• **Source text**:
-- begin --
Empirical Results on the Impact of Poverty on Children’s Language Skills

Various studies have shown the association of social background with language development starting at the age of 18 months onwards (e.g., Fernald et al., 2013; Hart & Risley, 1999; Weinert & Ebert, 2013). Children from families with low socioeconomic status are found to show lower levels of language skills than children from families with a higher socioeconomic status (e.g., Hoff, 2006, 2013; Law et al., 2019). Here, especially vocabulary is found to be associated with family background. One of the most cited studies by Hart and Risley (1995) on social background and language development points out that children growing up in families with a low socioeconomic status have smaller vocabularies compared to children from families with a higher socioeconomic status. Though the results on the effect of social background on language development are quite robust for children at the age of three and above, studies considering children under 3 years show contradictory findings. For example, the study by Fernald et al. (2013) reports differences in vocabulary related to social background for children at 18 months and two years, whereas Peyre et al. (2014) found an association between parental education and language skills at the age of three but not for vocabulary at the age of two. Additionally, Bus et al. (1995) described in their meta-analysis on the frequencies of book reading to preschoolers, that parent-preschool reading is related to such outcomes as language growth. The findings by Attig and Weinert (2019) pointed out that early joint picture book reading predicts language skills already in 2-year-old children.
-- end --
• **Exercises to complete**:
a – In the text on poverty and children's language skills, which area of language is said to be especially associated with family background?
b – Continue the passage on poverty's impact on children's language skills, starting after its final sentence.

• **Supplied information**:
-- begin --
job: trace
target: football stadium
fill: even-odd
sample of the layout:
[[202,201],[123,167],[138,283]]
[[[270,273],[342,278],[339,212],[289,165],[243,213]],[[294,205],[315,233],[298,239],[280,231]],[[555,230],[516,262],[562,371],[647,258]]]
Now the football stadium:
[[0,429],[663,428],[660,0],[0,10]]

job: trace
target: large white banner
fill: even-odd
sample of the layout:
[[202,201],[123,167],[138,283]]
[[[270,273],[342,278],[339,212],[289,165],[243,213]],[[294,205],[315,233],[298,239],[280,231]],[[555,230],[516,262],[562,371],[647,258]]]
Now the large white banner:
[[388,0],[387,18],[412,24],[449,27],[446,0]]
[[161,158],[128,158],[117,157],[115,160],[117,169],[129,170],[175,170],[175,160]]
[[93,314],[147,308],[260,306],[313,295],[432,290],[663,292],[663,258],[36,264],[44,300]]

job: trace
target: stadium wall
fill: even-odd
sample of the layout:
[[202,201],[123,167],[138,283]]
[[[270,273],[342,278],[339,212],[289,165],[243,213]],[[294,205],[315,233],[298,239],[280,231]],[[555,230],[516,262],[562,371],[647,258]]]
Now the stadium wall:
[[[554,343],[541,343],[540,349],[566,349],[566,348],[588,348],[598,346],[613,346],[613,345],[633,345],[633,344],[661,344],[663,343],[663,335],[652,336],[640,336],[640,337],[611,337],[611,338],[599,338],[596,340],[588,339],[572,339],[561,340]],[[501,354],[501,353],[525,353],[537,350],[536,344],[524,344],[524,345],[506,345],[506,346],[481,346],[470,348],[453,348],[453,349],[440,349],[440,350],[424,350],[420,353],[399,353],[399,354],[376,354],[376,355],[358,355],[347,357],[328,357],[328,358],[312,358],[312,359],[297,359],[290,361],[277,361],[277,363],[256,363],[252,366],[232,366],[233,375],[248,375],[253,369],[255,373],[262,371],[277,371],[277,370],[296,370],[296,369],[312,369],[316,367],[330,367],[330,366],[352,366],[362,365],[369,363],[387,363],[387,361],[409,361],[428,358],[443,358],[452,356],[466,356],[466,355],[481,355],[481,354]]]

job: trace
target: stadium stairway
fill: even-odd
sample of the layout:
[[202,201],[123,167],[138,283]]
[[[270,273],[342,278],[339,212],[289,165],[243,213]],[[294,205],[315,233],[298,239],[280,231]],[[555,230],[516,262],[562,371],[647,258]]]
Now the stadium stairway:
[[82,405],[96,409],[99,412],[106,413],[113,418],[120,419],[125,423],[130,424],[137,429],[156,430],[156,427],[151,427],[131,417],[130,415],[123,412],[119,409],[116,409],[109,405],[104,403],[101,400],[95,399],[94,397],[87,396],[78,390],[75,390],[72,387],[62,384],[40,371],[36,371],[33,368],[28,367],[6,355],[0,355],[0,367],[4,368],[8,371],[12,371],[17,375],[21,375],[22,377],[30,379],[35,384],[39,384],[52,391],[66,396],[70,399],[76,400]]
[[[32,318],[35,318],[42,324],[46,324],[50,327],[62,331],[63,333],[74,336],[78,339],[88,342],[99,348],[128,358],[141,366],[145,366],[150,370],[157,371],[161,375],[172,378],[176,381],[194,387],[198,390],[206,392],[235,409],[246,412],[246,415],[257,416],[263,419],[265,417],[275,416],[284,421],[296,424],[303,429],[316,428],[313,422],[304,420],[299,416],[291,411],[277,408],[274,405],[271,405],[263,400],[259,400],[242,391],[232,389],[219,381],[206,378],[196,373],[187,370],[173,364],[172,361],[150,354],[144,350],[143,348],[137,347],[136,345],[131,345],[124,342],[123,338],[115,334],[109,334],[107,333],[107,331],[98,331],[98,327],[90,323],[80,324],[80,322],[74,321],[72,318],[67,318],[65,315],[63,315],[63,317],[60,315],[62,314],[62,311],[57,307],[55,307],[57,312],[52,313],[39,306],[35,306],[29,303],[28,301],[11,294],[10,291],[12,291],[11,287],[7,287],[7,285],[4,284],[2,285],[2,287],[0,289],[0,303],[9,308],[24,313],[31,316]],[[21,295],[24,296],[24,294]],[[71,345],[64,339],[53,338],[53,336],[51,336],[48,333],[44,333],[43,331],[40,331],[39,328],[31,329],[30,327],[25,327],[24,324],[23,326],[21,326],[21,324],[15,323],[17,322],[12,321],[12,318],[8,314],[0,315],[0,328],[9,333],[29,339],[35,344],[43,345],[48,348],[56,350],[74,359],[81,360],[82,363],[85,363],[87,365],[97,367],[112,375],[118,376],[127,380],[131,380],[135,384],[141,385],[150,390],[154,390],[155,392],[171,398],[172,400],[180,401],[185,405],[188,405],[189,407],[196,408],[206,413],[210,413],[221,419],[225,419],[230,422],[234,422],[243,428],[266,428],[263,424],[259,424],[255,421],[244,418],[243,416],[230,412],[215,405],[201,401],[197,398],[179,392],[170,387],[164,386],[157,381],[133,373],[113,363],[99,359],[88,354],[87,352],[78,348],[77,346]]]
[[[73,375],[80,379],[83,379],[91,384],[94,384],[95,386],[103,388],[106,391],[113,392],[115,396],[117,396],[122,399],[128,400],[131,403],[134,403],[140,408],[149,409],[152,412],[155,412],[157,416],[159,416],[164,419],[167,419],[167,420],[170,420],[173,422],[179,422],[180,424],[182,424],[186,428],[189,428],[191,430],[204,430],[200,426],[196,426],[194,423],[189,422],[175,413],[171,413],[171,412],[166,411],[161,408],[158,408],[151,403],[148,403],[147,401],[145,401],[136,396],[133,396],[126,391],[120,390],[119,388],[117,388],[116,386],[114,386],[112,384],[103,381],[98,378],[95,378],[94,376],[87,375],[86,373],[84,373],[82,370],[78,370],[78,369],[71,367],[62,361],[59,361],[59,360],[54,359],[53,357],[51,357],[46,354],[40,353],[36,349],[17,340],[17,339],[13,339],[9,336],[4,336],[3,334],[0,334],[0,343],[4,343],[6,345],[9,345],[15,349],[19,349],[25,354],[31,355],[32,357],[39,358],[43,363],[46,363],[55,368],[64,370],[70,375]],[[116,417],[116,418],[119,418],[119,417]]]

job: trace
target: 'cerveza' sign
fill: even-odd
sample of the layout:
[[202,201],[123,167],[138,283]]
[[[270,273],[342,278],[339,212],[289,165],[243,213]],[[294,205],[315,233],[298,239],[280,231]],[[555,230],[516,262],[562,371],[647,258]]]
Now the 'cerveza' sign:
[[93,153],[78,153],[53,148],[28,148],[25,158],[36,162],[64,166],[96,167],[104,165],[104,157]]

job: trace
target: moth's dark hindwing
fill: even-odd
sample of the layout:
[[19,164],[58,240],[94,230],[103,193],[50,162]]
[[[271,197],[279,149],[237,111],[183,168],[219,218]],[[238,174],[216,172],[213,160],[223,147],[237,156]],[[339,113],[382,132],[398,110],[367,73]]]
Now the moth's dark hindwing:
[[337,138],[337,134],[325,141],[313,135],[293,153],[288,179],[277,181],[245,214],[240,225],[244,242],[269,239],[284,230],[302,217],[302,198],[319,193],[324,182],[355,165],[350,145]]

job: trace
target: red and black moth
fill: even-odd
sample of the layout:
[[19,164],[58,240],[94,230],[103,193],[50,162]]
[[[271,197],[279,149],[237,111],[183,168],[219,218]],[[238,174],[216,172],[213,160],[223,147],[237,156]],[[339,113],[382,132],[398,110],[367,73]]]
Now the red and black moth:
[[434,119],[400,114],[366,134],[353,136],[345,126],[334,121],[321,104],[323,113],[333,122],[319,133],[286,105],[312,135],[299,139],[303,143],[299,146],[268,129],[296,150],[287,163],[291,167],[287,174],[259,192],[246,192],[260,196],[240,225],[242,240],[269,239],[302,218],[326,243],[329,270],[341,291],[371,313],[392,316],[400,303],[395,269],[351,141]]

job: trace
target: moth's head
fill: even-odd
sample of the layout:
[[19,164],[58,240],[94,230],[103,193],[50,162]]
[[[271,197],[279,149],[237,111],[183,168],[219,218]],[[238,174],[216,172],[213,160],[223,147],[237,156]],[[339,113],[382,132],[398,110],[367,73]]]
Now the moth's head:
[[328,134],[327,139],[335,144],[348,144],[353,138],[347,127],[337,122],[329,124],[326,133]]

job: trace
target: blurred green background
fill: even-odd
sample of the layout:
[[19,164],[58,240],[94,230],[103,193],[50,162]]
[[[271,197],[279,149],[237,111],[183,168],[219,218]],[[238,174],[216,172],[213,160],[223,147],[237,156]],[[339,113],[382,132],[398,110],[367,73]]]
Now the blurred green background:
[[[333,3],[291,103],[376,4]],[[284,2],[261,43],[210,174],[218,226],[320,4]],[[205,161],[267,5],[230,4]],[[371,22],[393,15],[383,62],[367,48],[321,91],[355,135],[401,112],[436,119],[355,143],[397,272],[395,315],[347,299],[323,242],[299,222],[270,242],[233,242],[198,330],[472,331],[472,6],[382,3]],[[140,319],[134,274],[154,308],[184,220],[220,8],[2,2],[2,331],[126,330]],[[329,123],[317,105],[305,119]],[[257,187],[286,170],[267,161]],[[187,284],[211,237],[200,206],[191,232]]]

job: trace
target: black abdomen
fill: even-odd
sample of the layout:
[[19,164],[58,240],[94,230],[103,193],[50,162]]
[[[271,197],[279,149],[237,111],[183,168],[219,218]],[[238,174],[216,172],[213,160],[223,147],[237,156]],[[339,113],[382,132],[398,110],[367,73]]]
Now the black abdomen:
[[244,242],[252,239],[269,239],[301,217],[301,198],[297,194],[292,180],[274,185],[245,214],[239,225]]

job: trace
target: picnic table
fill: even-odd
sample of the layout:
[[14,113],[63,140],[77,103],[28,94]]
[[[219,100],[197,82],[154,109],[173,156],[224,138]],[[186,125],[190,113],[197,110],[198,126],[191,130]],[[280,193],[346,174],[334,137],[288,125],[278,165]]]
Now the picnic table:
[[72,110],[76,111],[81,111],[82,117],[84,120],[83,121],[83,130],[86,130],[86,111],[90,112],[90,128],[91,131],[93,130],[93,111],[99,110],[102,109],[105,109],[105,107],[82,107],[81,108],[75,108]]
-- end --
• **Results of the exercise**:
a – Vocabulary.

b –
However, though the effect of social background and joint activities on language development is well documented, comparatively little is known about the effect of (restricted) financial resources, measured for example by family income or poverty, on (early) language skills. Studies that focused on the effect of family income on language processes early in life predominantly showed a negative effect of low family income on early language (e.g., Huttenlocher et al., 2010; McKean et al., 2015; Linberg & Wenz, 2017; Peyre et al., 2014; Weinert & Ebert, 2013). Although family income is found to be associated with early language outcomes, using a continuous variable of family income may underestimate the adverse impact of a specific situation as, for example, the experience of poverty can be, as the whole range of family income does not consider non-linear associations. Furthermore, although some studies used categorical variables for family income, these vary between studies and, again, do not measure the effect of specific, life-impacting constellations as the experience of poverty.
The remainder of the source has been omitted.